> [Set exercise] Please rewrite all of the rows below with every "segment" changed to "outline" and everything else left as it is.

* START Data shown *

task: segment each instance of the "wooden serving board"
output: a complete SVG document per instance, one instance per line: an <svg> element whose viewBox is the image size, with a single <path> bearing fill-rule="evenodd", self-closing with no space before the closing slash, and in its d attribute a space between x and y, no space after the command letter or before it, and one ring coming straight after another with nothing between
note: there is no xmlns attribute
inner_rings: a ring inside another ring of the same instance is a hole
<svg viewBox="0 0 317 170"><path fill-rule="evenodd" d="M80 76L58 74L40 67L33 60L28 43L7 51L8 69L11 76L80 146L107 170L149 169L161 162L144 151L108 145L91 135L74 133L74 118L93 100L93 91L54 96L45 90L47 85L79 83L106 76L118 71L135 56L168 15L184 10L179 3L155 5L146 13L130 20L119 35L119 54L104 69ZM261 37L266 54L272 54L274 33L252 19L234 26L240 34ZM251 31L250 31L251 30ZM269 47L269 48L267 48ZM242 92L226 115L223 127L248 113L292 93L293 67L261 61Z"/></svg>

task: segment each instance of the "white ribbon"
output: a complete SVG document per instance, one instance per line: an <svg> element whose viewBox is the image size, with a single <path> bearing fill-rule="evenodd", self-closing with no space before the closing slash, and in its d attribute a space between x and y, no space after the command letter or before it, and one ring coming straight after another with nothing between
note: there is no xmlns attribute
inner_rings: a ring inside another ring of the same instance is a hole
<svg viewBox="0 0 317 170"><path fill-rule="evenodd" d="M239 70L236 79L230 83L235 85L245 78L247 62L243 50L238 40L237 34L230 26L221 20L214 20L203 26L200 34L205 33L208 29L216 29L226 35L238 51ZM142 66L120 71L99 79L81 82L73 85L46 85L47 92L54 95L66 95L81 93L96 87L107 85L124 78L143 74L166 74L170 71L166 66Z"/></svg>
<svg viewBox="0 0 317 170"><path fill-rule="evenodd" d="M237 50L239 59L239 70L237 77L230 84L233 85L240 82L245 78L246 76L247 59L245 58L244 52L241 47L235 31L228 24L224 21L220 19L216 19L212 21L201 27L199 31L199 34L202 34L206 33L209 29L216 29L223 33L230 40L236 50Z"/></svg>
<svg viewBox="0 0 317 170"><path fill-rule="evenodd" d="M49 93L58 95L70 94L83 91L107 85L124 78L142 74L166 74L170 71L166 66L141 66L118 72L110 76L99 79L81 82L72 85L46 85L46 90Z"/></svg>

* END Data shown *

> [Written response]
task: outline each instance of the "wooden serving board"
output: a complete SVG document per instance, one instance per line: an <svg> element whose viewBox is the image size, with a single <path> bearing fill-rule="evenodd", self-closing with no space before the closing slash, and in its d attribute a space between x and y, no space after the command letter or before it, and one ring coming straight after another with nothing between
note: there is no xmlns attribute
inner_rings: a ring inside another ring of the same instance is a hole
<svg viewBox="0 0 317 170"><path fill-rule="evenodd" d="M80 76L58 74L40 67L33 60L28 43L7 51L8 69L11 76L80 146L107 170L149 169L161 162L144 151L108 145L91 135L74 133L74 118L93 100L93 91L54 96L45 90L47 85L79 83L106 76L118 71L135 56L168 15L184 10L179 3L155 5L146 13L130 20L119 35L119 54L104 69ZM261 37L266 54L272 54L274 33L252 19L234 26L240 34ZM251 31L250 31L251 30ZM269 47L269 48L267 48ZM242 92L226 115L223 127L248 113L292 93L293 67L261 61Z"/></svg>

task: outline each instance of the "white ribbon"
output: a complete SVG document per instance, one instance per line: an <svg> element whose viewBox is the image size, with a single <path> bearing fill-rule="evenodd", self-closing with no space before the closing slash, and in its d attribute a space between x and y, no space after the command letter or before it, and one ring coming straight after another with nothing between
note: there is no xmlns attribute
inner_rings: a ring inside another ring of the same instance is a hole
<svg viewBox="0 0 317 170"><path fill-rule="evenodd" d="M239 70L236 79L230 83L235 85L245 78L247 62L243 50L238 40L237 34L230 26L221 20L214 20L203 26L200 34L205 33L208 29L216 29L226 35L238 51ZM142 66L120 71L99 79L81 82L73 85L46 85L47 92L54 95L66 95L81 93L96 87L107 85L124 78L143 74L166 74L170 71L166 66Z"/></svg>
<svg viewBox="0 0 317 170"><path fill-rule="evenodd" d="M237 50L239 59L239 70L237 77L230 84L233 85L240 82L245 78L246 76L247 59L245 58L244 52L241 47L235 31L228 24L224 21L220 19L216 19L212 21L201 27L199 31L199 34L202 34L206 33L209 29L216 29L223 33L230 40L236 50Z"/></svg>
<svg viewBox="0 0 317 170"><path fill-rule="evenodd" d="M49 93L58 95L70 94L83 91L107 85L124 78L142 74L166 74L170 71L166 66L141 66L118 72L110 76L99 79L81 82L72 85L46 85L46 90Z"/></svg>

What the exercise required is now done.